Copy the following listing word for word.
START Material provided
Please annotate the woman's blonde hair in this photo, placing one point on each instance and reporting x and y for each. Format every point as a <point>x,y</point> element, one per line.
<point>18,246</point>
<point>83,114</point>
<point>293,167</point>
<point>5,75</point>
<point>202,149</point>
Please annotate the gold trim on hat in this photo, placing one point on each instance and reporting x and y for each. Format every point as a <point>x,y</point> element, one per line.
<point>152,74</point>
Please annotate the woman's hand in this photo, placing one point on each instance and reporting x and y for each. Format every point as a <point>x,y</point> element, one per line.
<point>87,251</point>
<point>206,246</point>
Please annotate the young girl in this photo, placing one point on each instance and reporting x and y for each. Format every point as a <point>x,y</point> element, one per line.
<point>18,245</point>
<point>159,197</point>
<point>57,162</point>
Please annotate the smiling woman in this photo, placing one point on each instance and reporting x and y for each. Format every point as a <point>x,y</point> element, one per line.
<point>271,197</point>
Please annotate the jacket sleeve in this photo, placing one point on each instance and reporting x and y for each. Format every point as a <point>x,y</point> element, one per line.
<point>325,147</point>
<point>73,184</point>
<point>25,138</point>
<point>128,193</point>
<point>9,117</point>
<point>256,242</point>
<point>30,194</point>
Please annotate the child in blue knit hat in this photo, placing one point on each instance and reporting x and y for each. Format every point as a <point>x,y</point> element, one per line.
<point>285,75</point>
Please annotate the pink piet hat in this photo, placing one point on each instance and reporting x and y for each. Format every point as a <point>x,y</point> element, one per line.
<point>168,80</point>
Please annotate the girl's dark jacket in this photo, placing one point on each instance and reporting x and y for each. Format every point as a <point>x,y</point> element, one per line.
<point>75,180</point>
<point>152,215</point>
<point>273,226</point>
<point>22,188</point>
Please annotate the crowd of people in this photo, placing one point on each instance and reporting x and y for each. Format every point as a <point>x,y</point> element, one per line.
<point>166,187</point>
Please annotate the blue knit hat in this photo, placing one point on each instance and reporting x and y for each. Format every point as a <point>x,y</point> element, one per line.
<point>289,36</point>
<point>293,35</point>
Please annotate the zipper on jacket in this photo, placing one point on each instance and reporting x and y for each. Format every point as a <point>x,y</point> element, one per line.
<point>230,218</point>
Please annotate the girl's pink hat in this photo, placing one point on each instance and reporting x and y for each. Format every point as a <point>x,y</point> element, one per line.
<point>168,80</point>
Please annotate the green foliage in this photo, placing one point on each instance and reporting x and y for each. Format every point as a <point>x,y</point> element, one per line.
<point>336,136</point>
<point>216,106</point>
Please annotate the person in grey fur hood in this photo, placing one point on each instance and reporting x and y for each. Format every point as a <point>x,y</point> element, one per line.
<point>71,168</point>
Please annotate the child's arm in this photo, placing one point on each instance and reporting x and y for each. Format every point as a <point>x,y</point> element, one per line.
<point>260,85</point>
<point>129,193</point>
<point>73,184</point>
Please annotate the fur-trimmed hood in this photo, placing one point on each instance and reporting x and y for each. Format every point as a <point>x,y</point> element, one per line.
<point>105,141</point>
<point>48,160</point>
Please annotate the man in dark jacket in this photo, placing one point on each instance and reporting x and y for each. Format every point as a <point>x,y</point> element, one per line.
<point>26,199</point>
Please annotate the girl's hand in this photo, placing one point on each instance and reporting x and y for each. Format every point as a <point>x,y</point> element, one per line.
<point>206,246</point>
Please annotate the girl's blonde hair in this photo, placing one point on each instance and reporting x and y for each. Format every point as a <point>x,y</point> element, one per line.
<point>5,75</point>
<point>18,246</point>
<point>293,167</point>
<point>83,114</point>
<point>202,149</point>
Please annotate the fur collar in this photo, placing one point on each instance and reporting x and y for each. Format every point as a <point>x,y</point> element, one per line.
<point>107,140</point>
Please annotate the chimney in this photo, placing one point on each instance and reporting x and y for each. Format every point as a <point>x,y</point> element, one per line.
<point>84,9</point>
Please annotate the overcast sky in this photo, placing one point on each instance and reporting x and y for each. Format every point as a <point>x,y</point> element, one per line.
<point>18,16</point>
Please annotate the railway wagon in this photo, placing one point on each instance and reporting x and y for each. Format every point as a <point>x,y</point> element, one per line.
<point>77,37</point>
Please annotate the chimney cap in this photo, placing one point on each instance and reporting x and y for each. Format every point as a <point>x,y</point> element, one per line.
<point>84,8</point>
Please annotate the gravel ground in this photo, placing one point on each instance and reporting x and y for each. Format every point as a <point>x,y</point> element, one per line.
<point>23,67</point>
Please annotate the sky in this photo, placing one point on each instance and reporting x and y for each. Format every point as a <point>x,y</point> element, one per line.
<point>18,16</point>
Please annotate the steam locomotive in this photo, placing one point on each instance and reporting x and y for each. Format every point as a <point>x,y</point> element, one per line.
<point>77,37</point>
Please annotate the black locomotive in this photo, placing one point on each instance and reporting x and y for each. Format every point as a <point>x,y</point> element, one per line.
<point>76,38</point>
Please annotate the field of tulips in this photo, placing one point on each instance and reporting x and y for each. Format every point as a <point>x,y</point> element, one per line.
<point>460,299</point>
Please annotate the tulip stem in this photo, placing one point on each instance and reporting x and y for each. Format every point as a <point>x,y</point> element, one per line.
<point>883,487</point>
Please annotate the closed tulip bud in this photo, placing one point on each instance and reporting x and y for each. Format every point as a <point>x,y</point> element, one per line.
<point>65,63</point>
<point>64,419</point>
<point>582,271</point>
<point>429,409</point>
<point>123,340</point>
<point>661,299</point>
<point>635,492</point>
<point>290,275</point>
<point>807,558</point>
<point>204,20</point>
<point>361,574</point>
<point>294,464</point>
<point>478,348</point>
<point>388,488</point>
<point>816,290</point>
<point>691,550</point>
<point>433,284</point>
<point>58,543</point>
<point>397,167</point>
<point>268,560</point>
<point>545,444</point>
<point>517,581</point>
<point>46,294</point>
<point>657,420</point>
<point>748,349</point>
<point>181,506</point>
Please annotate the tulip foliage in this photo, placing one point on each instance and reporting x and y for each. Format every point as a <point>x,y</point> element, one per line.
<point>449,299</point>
END Material provided
Solution.
Please annotate the woman's blonde hair in this photo, placing one point on each instance and reporting x and y for each. Format every point as a <point>x,y</point> element, one per line.
<point>18,246</point>
<point>83,114</point>
<point>293,167</point>
<point>5,75</point>
<point>202,149</point>
Please annotate the gold trim on hat in this photo, placing one point on each instance and reporting x and y for each. Format every point as a <point>x,y</point> element, one per line.
<point>152,74</point>
Please annotate the woman's hand in this photo, placing one point on each instance and reporting x and y for each. Format every point as a <point>x,y</point> element, one per line.
<point>87,251</point>
<point>206,246</point>
Please annotate the young girl in this photo, placing one point on each instance and reporting x and y for each. Format every point as a <point>x,y</point> element, one per line.
<point>18,245</point>
<point>159,197</point>
<point>57,162</point>
Please annotate the smiling woman in this photo, placing one point on each instance and reporting x and y for each. Format every point as a <point>x,y</point> element, one per line.
<point>271,197</point>
Please annotate the jacket sleeve in this photo, placing one point on each instance and reporting x and y for each. Format every point as a <point>x,y</point> element, one per line.
<point>325,147</point>
<point>73,184</point>
<point>25,138</point>
<point>128,193</point>
<point>9,117</point>
<point>256,242</point>
<point>30,194</point>
Please annotate the child in blue knit hat in this photo, placing one point on each instance and reporting x and y for each. Format every point as a <point>x,y</point> element, one per line.
<point>285,75</point>
Please annotate the pink piet hat in this photo, placing one point on each instance and reporting x and y for each. Format every point as a <point>x,y</point> element, one per line.
<point>168,80</point>
Please annotate the girl's dark jacket in this photo, placing one point on each instance and reporting x and y for each. Format every point as a <point>x,y</point> element, one per line.
<point>75,180</point>
<point>152,215</point>
<point>273,226</point>
<point>22,188</point>
Please annotate the crowd of people in this photo, placing one point on each instance and reporting x and y for each. Format every point as a <point>x,y</point> element, one per line.
<point>166,187</point>
Please annotate the blue knit hat in this photo, placing one point on each instance and reporting x and y for each. Format every point as a <point>x,y</point> element, one per line.
<point>289,36</point>
<point>293,35</point>
Please annotate the zipper on jacket in this photo, placing one point on each instance and reporting x and y for each. Format every point as a <point>x,y</point> element, one per line.
<point>230,218</point>
Please annotate the girl's pink hat in this photo, placing one point on each instance and reporting x and y for each. Format every point as a <point>x,y</point> element, one per line.
<point>168,80</point>
Please annotate the green foliage in this photo, placing one point on each instance and reporting x and y for each. Format every point as a <point>x,y</point> element, one per line.
<point>336,136</point>
<point>216,106</point>
Please annotate the person in grey fur hood in this photo, placing one point on each instance and reporting x and y for each. Format every point as a <point>x,y</point> element, one per line.
<point>71,168</point>
Please annotate the child's arm in this photo, placing one point on each instance and reporting x and y for each. Format every point as a <point>x,y</point> element, one per line.
<point>260,85</point>
<point>129,193</point>
<point>73,184</point>
Please annotate the fur-trimmed hood in this photo, placing one point on each instance and reporting x and y for each. Format every point as a <point>x,y</point> element, one per line.
<point>105,141</point>
<point>48,160</point>
Please annotate the man in dark jacket in this photo, placing one point on each instance and reporting x and y for each. Format every point as a <point>x,y</point> element, one per line.
<point>26,199</point>
Please annotate the girl's hand in this photo, placing one point on each instance and reporting x and y for each. Format every point as a <point>x,y</point> element, one per line.
<point>206,246</point>
Please annotate the girl's blonde hair in this photo, placing one point on each instance and reporting x and y for each. Format every point as a <point>x,y</point> element, one per line.
<point>5,75</point>
<point>18,246</point>
<point>293,167</point>
<point>83,114</point>
<point>202,149</point>
Please annotate the fur collar in this photo, placing one point on each instance and reporting x and y for each. Format every point as a <point>x,y</point> element, one per line.
<point>107,140</point>
Please annotate the chimney in this photo, placing one point on each instance and reporting x and y for each. Format every point as a <point>x,y</point> element, one per line.
<point>84,9</point>
Please annotate the overcast sky in this photo, placing one point on each instance and reporting x and y for each. Format every point as a <point>x,y</point> element, one per line.
<point>18,16</point>
Please annotate the railway wagon in this photo, placing one point on each instance and reporting x and y for each. Format every point as a <point>x,y</point> element, one per line.
<point>77,37</point>
Please annotate the chimney cap in this photo, placing one point on each instance and reporting x and y for each. Format every point as a <point>x,y</point> element, one per line.
<point>84,8</point>
Please annotate the gravel ground in this photo, placing one point on each instance and reporting x and y for each. Format every point as a <point>x,y</point> element, one per line.
<point>23,67</point>
Please annotate the sky in this photo, placing one point on each instance and reporting x and y for each. Format every point as a <point>x,y</point> element, one per line.
<point>18,16</point>
Please annotate the steam locomotive in this photo, placing one point on each instance and reporting x and y for each. Format every point as a <point>x,y</point> element, one per line.
<point>77,37</point>
Please annotate the black locomotive in this photo, placing one point on each instance and reporting x and y for each. Format every point as a <point>x,y</point> element, one per line.
<point>76,38</point>
Please annotate the field of tulips in this photo, placing one point on each instance and reporting x and y for each. Format every point as a <point>x,y</point> element, one per line.
<point>460,299</point>
Please annotate the tulip stem in this photo, placing one point on each instance and reporting x and y for each. Format every point as a <point>x,y</point> element, one per line.
<point>883,487</point>
Please annotate the closed tulip bud in this photo, placing one point on each instance and reporting x and y for each. Format every point as a <point>x,y</point> element, one per line.
<point>65,63</point>
<point>64,419</point>
<point>582,271</point>
<point>429,409</point>
<point>123,340</point>
<point>661,299</point>
<point>635,492</point>
<point>290,275</point>
<point>807,558</point>
<point>204,20</point>
<point>361,574</point>
<point>294,464</point>
<point>478,348</point>
<point>388,488</point>
<point>816,290</point>
<point>691,550</point>
<point>433,284</point>
<point>58,543</point>
<point>397,167</point>
<point>268,560</point>
<point>545,444</point>
<point>517,581</point>
<point>46,294</point>
<point>657,420</point>
<point>748,349</point>
<point>181,506</point>
Please annotate the tulip foliage in this photo, placing one point on each instance and reporting x and y for each. Format every point as a <point>x,y</point> element, one per line.
<point>449,299</point>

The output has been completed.